Por Adriana Aguiar | De São Paulo
A advogada trabalhista
Mayra Palópoli (foto) acredita que as empresas relutarão em aceitar a inclusão de
novos benefícios em acordos futuros
As negociações entre
empresas e trabalhadores podem ser mais difíceis, a partir de agora, em razão
de uma mudança do Tribunal Superior do Trabalho (TST) em relação a convenções e
acordos coletivos. Pelo novo entendimento da Corte, os benefícios concedidos
aos trabalhadores serão automaticamente renovados e somente revogados se houver
uma nova negociação. A mudança ocorreu com a revisão pela Corte da Súmula nº
277, de 1988.
Nos últimos 24 anos, o
entendimento do TST foi o de que as vantagens negociadas entre empresas e
trabalhadores valeriam enquanto vigorasse o acordo. Esse prazo, segundo a
Consolidação das Leis do Trabalho (CLT), poderia ser de um ou dois anos. Para
mantê-los numa próxima convenção era necessária nova rodada de negociação.
Para os empresários, a
leitura que se faz com a mudança é a de que as negociações serão
"engessadas", pois muitas companhias deixarão de dar novos benefícios
porque estes dificilmente serão revogados no futuro. Por outro lado, entidades
representantes dos trabalhadores comemoram dizendo que isso impedirá
retrocessos nas negociações. O novo texto foi aprovado na 2ª Semana do TST,
realizada em setembro, dedicada a alterar e redigir novas súmulas. A redação
serve de orientação para os Tribunais Regionais do Trabalho e primeira
instância.
Para o gerente-executivo
da Unidade de Relações do Trabalho da Confederação Nacional da Indústria (CNI),
Emerson Casali, a nova orientação "sem dúvida nenhuma traz um desestímulo
ao processo de negociação". Segundo ele, a concessão de benefícios terá
que ser muito pensada "porque virou uma cláusula quase eterna".
Casali avalia que a
manutenção dos benefícios obtidos em acordos ou negociações coletivas nos
contratos individuais dos trabalhadores - chamada no meio jurídico de
"ultratividade" - somente se justificaria nos tempos em que o
sindicalismo não era forte o suficiente no Brasil. "Hoje os sindicatos
conseguem grandes avanços. Por isso, o estado de perplexidade das empresas com
essa alteração", afirma.

O QUE SE PEDE
1. Transcreva a parte do trecho que começa em "Nos últimos 24" e termina em "rodada de negociação.".
2. Segundo o trecho, em que evento o novo texto da súmula foi aprovado?
A listagem a seguir não tem nenhum papel nesta atividade.

DADOS FORNECIDOS

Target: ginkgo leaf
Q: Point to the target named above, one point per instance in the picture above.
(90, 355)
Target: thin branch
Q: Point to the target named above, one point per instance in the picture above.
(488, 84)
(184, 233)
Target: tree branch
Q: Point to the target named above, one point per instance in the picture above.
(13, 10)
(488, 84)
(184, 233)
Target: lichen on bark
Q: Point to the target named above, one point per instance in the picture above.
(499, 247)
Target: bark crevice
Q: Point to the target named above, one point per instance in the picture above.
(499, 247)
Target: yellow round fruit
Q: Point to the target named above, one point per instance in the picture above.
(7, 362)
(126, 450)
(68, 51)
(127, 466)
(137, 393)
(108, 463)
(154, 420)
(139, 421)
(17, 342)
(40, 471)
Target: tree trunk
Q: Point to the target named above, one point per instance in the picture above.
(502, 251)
...
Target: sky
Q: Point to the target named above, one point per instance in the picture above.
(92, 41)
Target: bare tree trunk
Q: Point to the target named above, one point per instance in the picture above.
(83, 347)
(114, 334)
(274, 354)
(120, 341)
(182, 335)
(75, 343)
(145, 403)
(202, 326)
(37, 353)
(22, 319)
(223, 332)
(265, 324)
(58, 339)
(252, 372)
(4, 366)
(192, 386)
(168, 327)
...
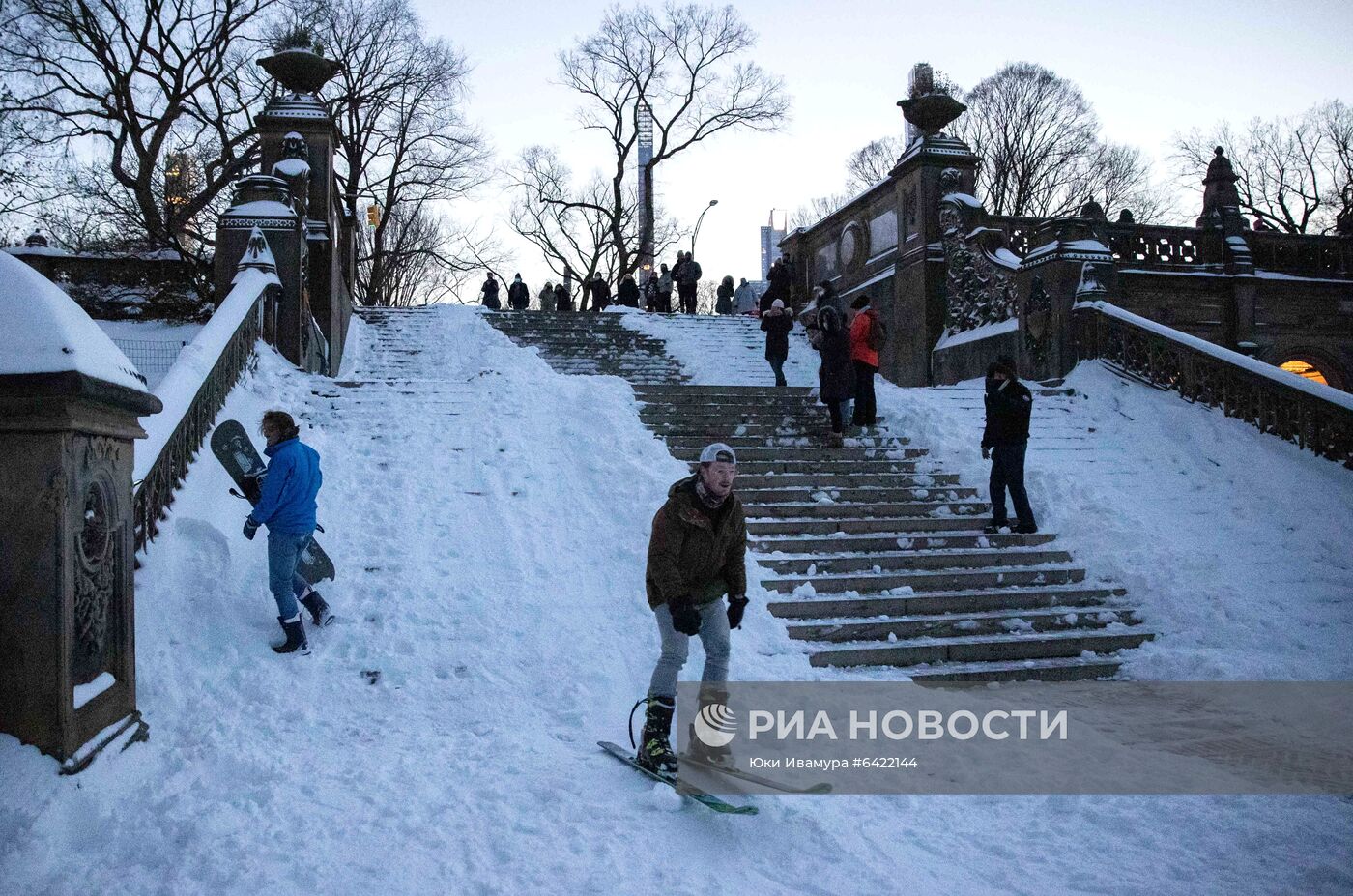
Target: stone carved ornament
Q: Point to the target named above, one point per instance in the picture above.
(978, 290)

RESULTADOS FINAIS
1.
Nos últimos 24 anos, o
entendimento do TST foi o de que as vantagens negociadas entre empresas e
trabalhadores valeriam enquanto vigorasse o acordo. Esse prazo, segundo a
Consolidação das Leis do Trabalho (CLT), poderia ser de um ou dois anos. Para
mantê-los numa próxima convenção era necessária nova rodada de negociação.

2. Na 2ª Semana do TST, realizada em setembro.